◆ Consignes ◆
1) Répondez aux questions suivantes à partir du texte fourni :
(a) Dans quelle salle s'est déroulée la table finale du tournoi à 1 500 $ ?
(b) À quel âge Jeff Madsen a-t-il quitté Vegas en 2006 ?
(c) À quelle place Jeff Madsen a-t-il terminé hier ?
2) En vous fondant sur le texte fourni, expliquez en une à trois phrases pourquoi la 7ème place obtenue hier par Jeff Madsen marque un retour au succès.

◆ Texte fourni ◆
* * * * *

Comme Las Vegas, les World Series sont à la fois le problème et sa solution, une hydre qui engloutit en masse ses inféodés les plus faibles et célèbre, des années plus tard, des résurrections qu’on n’attendait plus. Hier soir, un banal tournoi à 1 500$ (NLHE Shootout, Event 14) a ainsi pris des allures de tournant historique. Non pas que la foule était au rendez-vous, au contraire : la table finale avait lieu sous les néons crus de la Brasilia Room, bien loin des caméras du « vaisseau ESPN » placé dans l’Amazon Room attenante. Au casting de la finale, des noms connus des habitués du circuit : Jeff Madsen, Brand Schaefer et Layne Flack. Le premier ? Le « Wonder-kid » des WSOP 2006 : arrivé encore adolescent, timide et vaguement acnéique, il était reparti de Vegas à tout juste 21 ans (âge légal pour jouer aux USA) avec deux bracelets, 1 500 000$ de plus dans sa bankroll quatre tables finales (dont en Stud et Omaha Hi-Lo) et une journaliste d’un média américain au bras qui avait fait son marché au hasard des gagnants de cette édition. Depuis, Madsen avait continué à écumer les tournois, à rajouter quelques centaines de milliers de dollars sur son compte, et à se laisser séduire par les railbirds féminines du circuit. Hier, en finissant 7ème, il renouait avec un succès qui lui échappait depuis plus de deux années finies en sommes à 5 chiffres, synonymes de grosses pertes pour un joueur qui a continué à fréquenter toujours assidument le circuit américain.

* * * * *

◆ Données ◆
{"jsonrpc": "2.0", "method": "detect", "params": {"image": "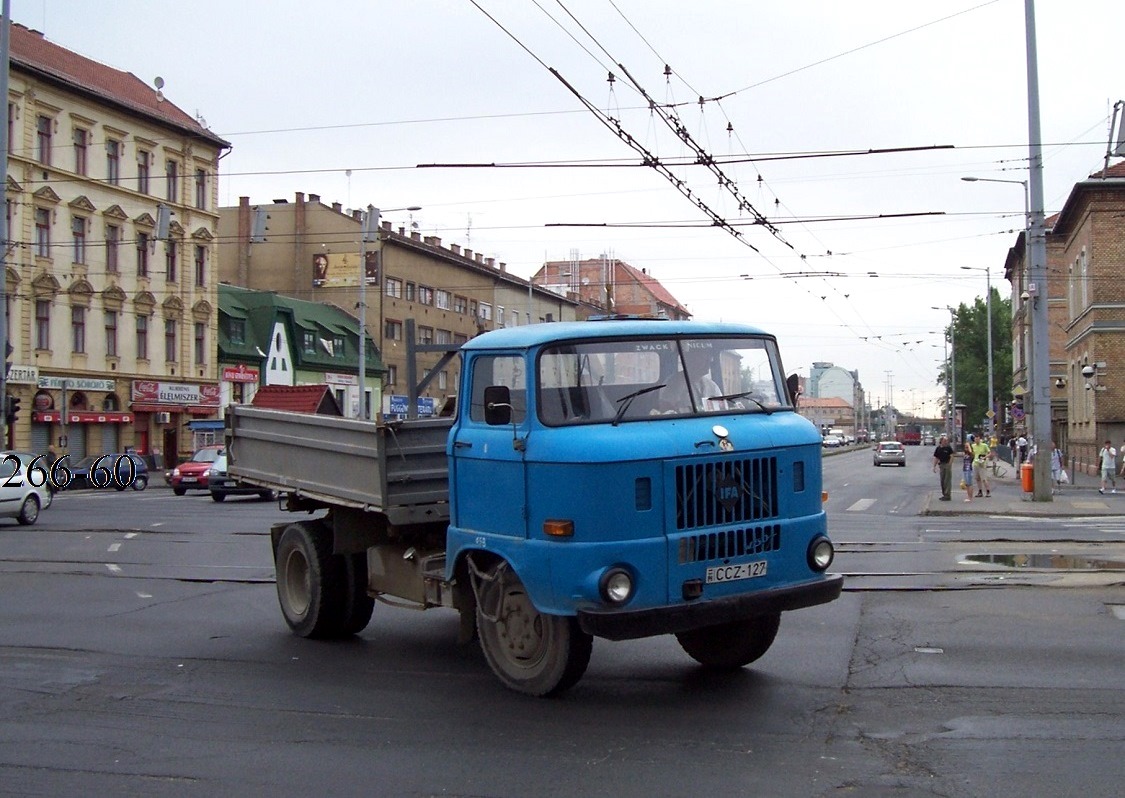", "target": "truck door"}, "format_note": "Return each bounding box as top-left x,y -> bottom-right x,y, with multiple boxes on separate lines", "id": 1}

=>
450,355 -> 528,538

* * * * *

◆ Corrigé ◆
1)
(a) Dans la Brasilia Room.
(b) À tout juste 21 ans.
(c) À la 7ème place.

2) Le succès échappait à Madsen depuis plus de deux années terminées sur des sommes à cinq chiffres. Pour un joueur qui a continué à fréquenter assidûment le circuit américain, de telles sommes sont synonymes de grosses pertes.